- Born: December 27, 1930 (age 95) Hayti, Missouri, United States
- Genres: Blues
- Occupations: Guitarist, singer, songwriter
- Instruments: Bass guitar; vocals;
- Years active: 1960s–present

= Bob Stroger =

American electric blues musician

Bob Stroger (born December 27, 1930) is an American electric blues bass guitarist, singer and songwriter. He has worked with many blues musicians, including Eddie King, Otis Rush, Jimmy Rogers, Eddie Taylor, Eddy Clearwater, Sunnyland Slim, Louisiana Red, Buster Benton, Homesick James, Mississippi Heat, Snooky Pryor, Odie Payne, Fred Below, Willie "Big Eyes" Smith, and Billy Davenport.

In 2011 and 2013, Stroger was granted a Blues Music Award as Best Blues Bassist.

### Region annotation entries
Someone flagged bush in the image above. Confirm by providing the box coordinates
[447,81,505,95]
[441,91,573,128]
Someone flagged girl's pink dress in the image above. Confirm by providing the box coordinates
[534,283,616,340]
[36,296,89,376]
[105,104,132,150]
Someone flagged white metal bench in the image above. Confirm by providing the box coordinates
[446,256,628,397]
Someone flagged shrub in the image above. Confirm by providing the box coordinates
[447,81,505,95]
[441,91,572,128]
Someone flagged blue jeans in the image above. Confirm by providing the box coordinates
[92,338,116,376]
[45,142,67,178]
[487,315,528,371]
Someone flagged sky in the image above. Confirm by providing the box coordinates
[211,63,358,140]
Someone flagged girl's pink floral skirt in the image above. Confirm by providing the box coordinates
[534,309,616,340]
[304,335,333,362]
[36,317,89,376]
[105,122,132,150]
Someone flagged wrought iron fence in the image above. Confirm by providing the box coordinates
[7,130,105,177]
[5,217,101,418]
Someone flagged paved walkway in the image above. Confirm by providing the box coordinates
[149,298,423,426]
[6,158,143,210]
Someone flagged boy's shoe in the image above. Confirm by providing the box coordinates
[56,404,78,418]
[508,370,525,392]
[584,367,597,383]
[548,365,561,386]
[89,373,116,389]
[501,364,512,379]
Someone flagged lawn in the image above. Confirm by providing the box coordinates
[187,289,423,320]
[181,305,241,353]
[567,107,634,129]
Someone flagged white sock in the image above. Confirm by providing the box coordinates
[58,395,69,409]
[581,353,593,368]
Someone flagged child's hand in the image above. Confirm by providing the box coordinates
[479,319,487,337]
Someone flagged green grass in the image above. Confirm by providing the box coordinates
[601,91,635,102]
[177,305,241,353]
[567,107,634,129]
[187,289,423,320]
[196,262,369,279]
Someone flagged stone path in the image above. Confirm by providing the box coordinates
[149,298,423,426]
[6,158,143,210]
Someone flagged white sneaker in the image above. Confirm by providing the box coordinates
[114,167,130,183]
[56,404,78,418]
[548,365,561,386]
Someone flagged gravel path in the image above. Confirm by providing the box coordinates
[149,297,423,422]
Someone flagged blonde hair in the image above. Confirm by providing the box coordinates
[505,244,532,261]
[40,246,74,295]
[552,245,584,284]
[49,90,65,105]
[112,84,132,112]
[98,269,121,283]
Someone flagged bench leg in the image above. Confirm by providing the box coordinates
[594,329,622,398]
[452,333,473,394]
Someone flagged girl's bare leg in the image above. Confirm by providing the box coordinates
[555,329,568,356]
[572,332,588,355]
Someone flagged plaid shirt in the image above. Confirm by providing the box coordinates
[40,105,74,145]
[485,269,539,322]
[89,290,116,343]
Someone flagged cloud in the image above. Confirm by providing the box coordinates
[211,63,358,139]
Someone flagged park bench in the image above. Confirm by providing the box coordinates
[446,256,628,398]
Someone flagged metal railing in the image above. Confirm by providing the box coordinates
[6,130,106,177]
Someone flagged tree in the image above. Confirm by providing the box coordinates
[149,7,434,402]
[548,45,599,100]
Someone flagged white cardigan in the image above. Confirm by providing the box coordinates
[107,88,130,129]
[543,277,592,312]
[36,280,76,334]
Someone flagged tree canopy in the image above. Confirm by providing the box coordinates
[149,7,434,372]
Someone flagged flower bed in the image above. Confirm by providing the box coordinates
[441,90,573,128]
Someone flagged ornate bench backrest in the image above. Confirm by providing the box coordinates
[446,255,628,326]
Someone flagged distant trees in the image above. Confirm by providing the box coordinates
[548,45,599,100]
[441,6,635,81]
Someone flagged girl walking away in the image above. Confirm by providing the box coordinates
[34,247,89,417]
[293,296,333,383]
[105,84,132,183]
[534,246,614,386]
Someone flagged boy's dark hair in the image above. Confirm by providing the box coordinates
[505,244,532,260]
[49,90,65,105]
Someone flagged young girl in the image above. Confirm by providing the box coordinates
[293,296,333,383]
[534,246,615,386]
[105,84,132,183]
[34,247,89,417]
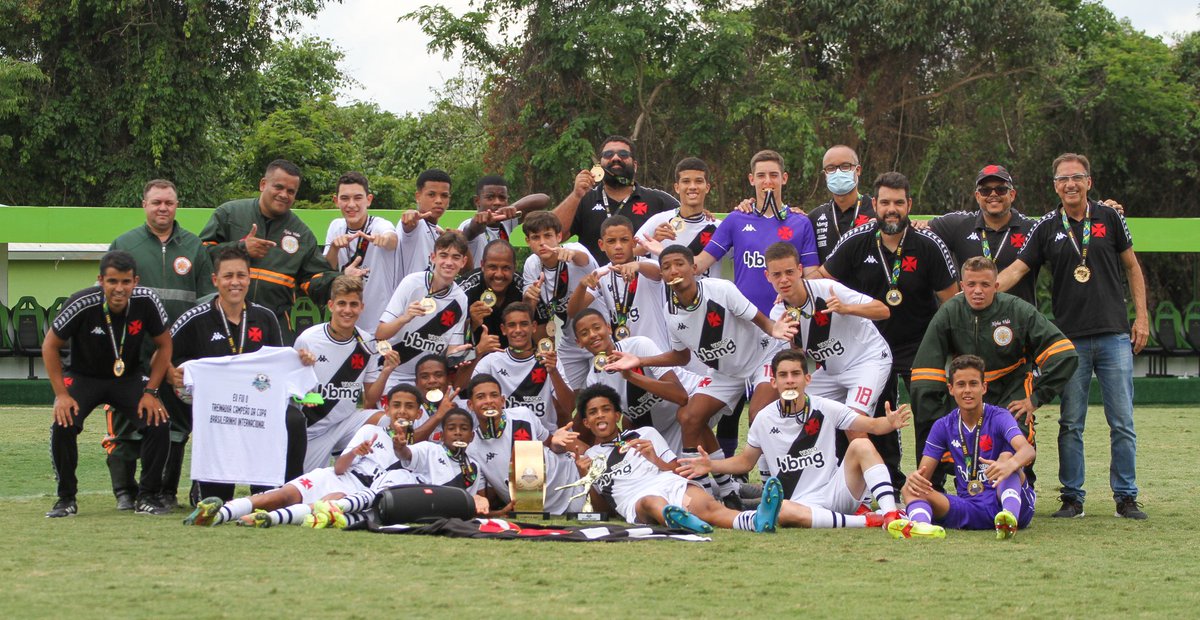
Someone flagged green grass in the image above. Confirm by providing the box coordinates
[0,408,1200,618]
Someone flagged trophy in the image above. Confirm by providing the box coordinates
[509,441,550,519]
[554,458,608,522]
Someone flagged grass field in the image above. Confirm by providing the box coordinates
[0,407,1200,618]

### Things to do
• A. From the info list at the top of the Bob Stroger biography, give every occupation named for him.
• B. Rewrite a passage of the Bob Stroger biography. Begin at the words "- Born: December" and stop after "and Billy Davenport.", putting "bassist" in place of "bass guitarist".

### Solutions for each task
• A. Guitarist, singer, songwriter

• B.
- Born: December 27, 1930 (age 95) Hayti, Missouri, United States
- Genres: Blues
- Occupations: Guitarist, singer, songwriter
- Instruments: Bass guitar; vocals;
- Years active: 1960s–present

= Bob Stroger =

American electric blues musician

Bob Stroger (born December 27, 1930) is an American electric blues bassist, singer and songwriter. He has worked with many blues musicians, including Eddie King, Otis Rush, Jimmy Rogers, Eddie Taylor, Eddy Clearwater, Sunnyland Slim, Louisiana Red, Buster Benton, Homesick James, Mississippi Heat, Snooky Pryor, Odie Payne, Fred Below, Willie "Big Eyes" Smith, and Billy Davenport.